_Work to be completed:_
Gather every line in the records below that contains the word "fluke", and copy each one in full.

_Data supplied:_
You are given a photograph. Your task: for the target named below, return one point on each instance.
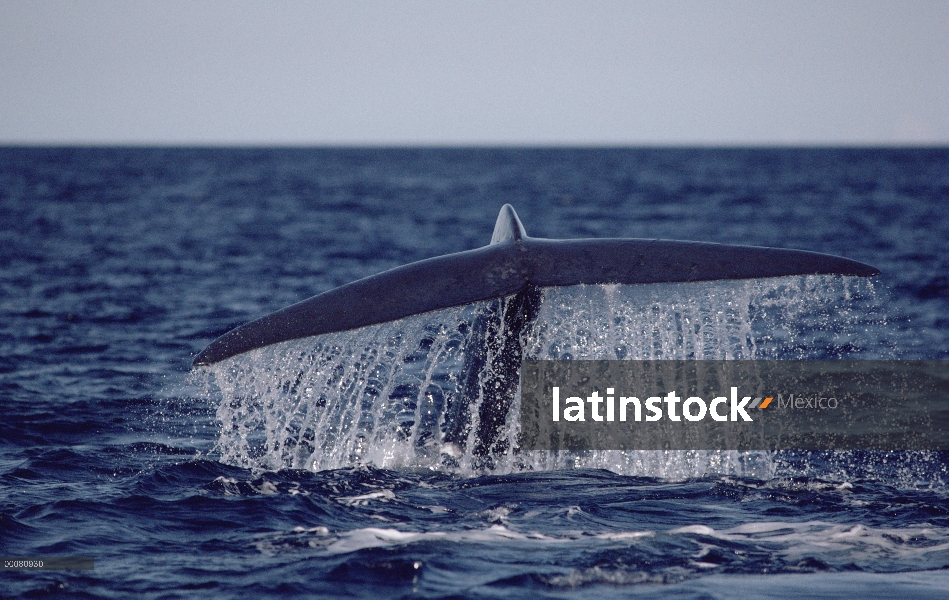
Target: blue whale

...

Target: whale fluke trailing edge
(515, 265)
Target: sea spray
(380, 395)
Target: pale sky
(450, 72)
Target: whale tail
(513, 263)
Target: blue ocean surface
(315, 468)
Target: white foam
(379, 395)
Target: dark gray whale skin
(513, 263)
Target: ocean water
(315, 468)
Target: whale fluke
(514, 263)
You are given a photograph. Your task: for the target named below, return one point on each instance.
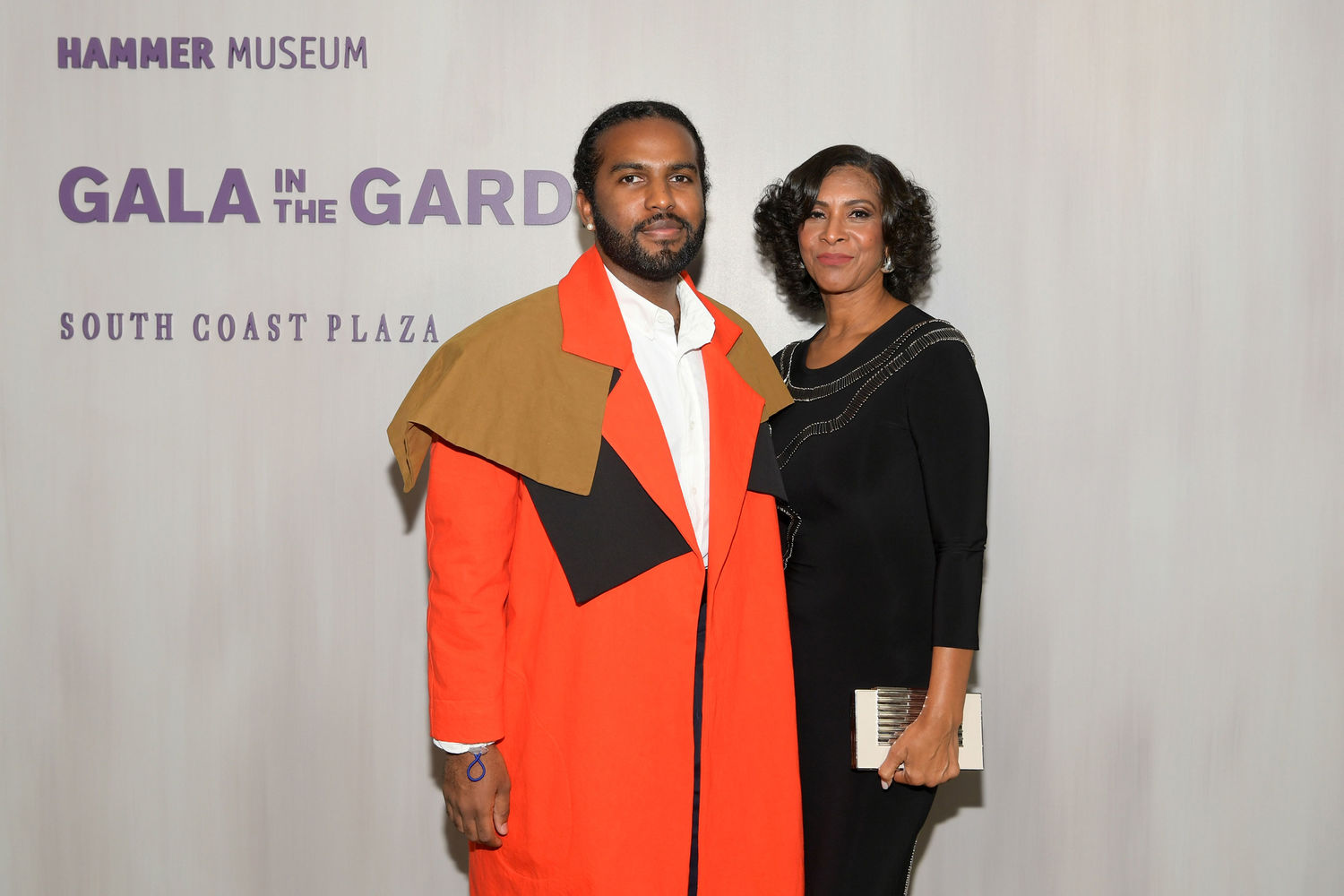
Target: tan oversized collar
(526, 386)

_Solved exercise:_
Target: whale fluke trailing edge
Target: whale fluke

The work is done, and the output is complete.